* Exercise aim
Format the lines from the start of the material through the line containing "(1066, 711)" as a numbered list, skipping any blank lines and omitting the pictures.
-- Start of Dataset records --
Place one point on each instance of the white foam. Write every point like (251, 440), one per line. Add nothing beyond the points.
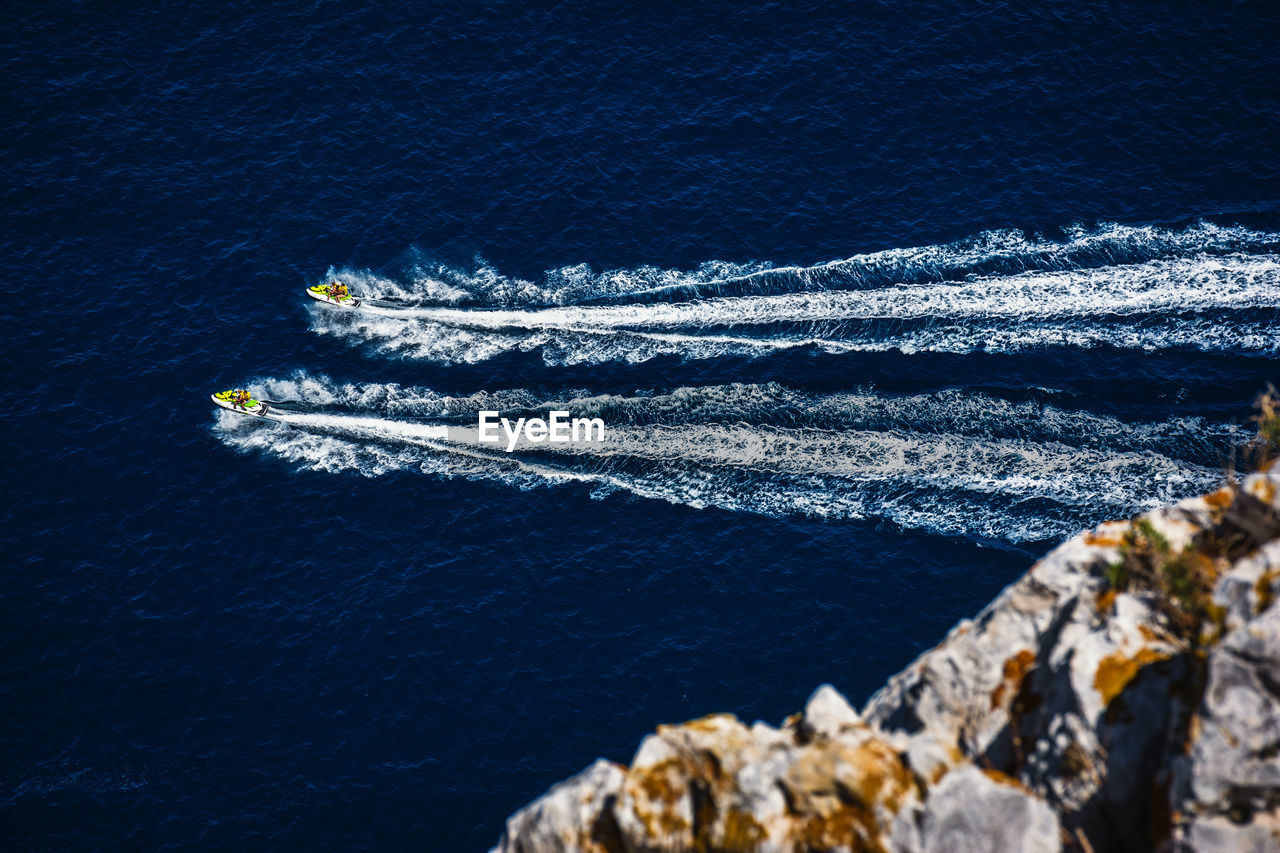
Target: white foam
(1024, 473)
(987, 252)
(1104, 306)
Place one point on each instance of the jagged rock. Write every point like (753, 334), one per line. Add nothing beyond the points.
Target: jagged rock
(977, 812)
(827, 714)
(571, 816)
(1066, 711)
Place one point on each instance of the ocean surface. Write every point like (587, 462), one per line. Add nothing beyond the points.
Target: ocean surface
(878, 301)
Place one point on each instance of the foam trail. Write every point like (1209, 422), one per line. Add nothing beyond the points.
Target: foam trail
(1165, 304)
(1019, 473)
(992, 252)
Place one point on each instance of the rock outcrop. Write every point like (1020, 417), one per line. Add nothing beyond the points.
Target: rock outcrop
(1124, 694)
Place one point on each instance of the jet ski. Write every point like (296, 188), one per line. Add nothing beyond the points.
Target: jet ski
(254, 407)
(320, 293)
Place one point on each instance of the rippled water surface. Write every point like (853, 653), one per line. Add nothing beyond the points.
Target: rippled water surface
(877, 304)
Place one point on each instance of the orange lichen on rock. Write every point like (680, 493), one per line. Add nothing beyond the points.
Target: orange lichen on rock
(845, 796)
(1106, 600)
(1015, 670)
(1116, 670)
(662, 787)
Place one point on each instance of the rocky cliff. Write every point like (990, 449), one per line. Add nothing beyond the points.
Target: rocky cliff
(1124, 694)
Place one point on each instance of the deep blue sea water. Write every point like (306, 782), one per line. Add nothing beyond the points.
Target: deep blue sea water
(880, 300)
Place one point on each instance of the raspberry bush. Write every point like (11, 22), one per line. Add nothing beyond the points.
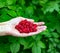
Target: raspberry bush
(26, 27)
(39, 10)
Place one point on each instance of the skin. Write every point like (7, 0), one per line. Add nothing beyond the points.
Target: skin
(8, 27)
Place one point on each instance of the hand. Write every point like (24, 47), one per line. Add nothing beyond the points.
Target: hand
(13, 22)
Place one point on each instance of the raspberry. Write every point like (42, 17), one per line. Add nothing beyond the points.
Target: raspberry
(26, 27)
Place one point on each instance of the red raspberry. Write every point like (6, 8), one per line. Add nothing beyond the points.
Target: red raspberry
(26, 27)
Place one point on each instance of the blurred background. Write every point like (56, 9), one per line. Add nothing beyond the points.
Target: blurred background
(47, 11)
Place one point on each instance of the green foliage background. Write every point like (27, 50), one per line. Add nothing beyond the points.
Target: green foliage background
(39, 10)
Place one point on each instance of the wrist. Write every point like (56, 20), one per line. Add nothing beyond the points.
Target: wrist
(2, 29)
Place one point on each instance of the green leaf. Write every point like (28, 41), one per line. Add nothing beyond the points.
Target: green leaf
(12, 13)
(55, 35)
(58, 27)
(36, 48)
(41, 44)
(29, 10)
(21, 2)
(14, 47)
(12, 7)
(4, 17)
(49, 7)
(10, 2)
(26, 43)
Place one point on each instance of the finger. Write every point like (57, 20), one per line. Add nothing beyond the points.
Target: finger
(39, 23)
(22, 18)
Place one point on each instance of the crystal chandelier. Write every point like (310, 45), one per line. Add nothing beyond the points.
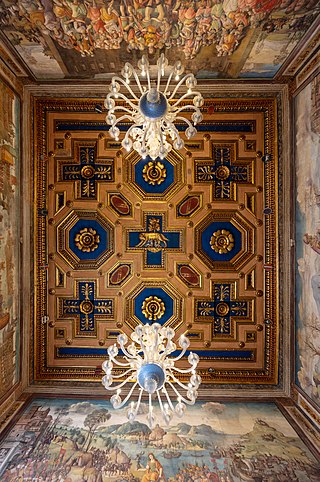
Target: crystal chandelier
(148, 366)
(154, 111)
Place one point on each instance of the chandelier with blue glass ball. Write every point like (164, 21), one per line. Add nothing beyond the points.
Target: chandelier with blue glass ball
(147, 366)
(153, 109)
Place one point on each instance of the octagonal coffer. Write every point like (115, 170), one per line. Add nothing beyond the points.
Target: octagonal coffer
(225, 240)
(85, 239)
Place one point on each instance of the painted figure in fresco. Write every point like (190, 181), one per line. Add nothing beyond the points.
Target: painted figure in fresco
(154, 470)
(313, 241)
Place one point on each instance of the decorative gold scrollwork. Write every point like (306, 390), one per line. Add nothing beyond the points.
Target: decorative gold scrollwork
(153, 308)
(154, 173)
(87, 240)
(222, 241)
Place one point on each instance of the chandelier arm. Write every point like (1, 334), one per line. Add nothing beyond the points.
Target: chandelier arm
(184, 119)
(122, 96)
(170, 126)
(123, 374)
(124, 83)
(117, 362)
(148, 77)
(129, 131)
(150, 414)
(122, 404)
(120, 108)
(195, 93)
(117, 387)
(180, 355)
(168, 398)
(160, 402)
(180, 109)
(136, 76)
(187, 370)
(125, 116)
(168, 83)
(175, 379)
(166, 352)
(127, 354)
(185, 400)
(138, 402)
(187, 76)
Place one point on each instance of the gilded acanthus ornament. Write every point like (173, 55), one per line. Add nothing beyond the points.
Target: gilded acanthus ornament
(222, 241)
(87, 240)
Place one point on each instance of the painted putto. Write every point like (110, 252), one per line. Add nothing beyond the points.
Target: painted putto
(150, 25)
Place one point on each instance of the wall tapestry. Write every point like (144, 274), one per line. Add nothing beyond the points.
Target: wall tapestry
(238, 38)
(9, 237)
(308, 241)
(188, 241)
(75, 440)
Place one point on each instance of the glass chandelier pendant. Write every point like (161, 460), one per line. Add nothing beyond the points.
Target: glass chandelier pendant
(147, 365)
(155, 110)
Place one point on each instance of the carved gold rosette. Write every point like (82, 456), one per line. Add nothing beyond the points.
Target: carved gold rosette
(222, 241)
(153, 308)
(154, 173)
(87, 240)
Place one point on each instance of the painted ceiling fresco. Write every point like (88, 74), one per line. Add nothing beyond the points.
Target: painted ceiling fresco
(93, 38)
(188, 241)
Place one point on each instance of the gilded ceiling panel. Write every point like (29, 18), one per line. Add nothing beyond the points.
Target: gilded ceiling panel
(188, 241)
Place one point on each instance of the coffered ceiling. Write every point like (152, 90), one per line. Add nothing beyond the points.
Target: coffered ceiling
(189, 241)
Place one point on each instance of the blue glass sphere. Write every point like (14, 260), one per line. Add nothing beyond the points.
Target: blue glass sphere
(151, 372)
(153, 110)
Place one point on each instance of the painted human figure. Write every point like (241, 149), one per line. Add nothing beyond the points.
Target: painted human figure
(154, 470)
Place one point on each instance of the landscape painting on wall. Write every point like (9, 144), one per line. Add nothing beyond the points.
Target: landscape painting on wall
(9, 237)
(308, 241)
(73, 440)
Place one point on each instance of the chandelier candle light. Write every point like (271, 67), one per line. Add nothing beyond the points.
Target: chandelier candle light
(148, 366)
(154, 111)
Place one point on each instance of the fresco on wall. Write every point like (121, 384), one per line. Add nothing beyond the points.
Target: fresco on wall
(70, 38)
(9, 237)
(74, 440)
(308, 240)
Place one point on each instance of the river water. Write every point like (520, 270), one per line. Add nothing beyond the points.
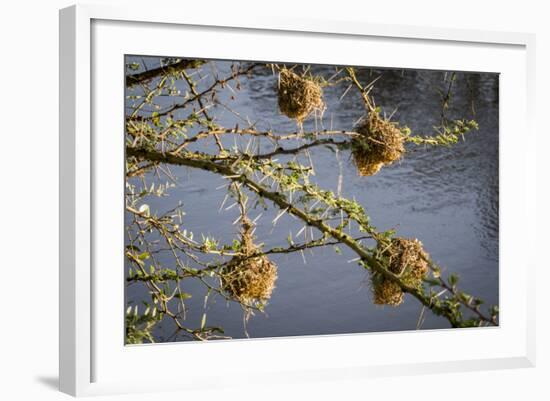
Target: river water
(446, 197)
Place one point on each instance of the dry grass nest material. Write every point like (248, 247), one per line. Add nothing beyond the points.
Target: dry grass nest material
(249, 279)
(381, 142)
(298, 96)
(407, 259)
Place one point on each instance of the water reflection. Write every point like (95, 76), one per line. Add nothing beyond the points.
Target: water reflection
(448, 198)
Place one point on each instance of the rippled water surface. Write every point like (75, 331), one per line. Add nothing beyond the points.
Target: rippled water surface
(446, 197)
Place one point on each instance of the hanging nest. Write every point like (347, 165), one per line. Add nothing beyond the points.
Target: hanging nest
(381, 142)
(248, 279)
(298, 96)
(407, 259)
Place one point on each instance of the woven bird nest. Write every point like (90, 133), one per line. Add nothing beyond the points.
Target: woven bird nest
(298, 96)
(380, 143)
(247, 278)
(407, 259)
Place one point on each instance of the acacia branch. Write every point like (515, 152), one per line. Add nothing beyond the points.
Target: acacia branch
(148, 75)
(282, 203)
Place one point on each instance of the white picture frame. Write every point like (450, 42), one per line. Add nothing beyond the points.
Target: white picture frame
(90, 363)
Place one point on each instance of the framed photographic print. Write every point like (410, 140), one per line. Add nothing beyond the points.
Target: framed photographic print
(301, 198)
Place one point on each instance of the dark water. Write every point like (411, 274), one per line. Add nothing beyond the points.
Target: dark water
(446, 197)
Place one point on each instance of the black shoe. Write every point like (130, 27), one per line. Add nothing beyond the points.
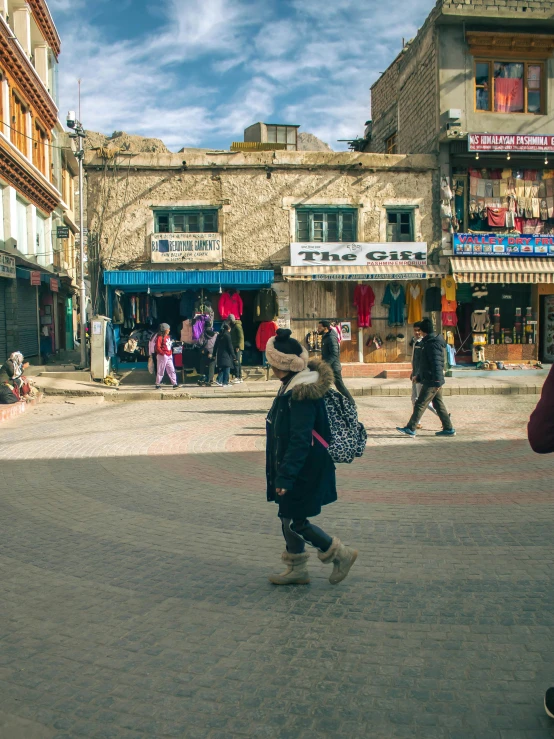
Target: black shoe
(549, 702)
-- End of Dataset records --
* Completed task
1. Place one point on each instance of the white foam. Write every point like (251, 440), one per line. Add nothing beyond the points.
2. Target: white foam
3. (1024, 473)
4. (987, 252)
5. (1104, 306)
6. Place one point on each instance of the jagged rock. Write every point like (753, 334), one per line. Add nothing beyond the points.
7. Target: jagged rock
8. (977, 812)
9. (827, 714)
10. (571, 816)
11. (1066, 711)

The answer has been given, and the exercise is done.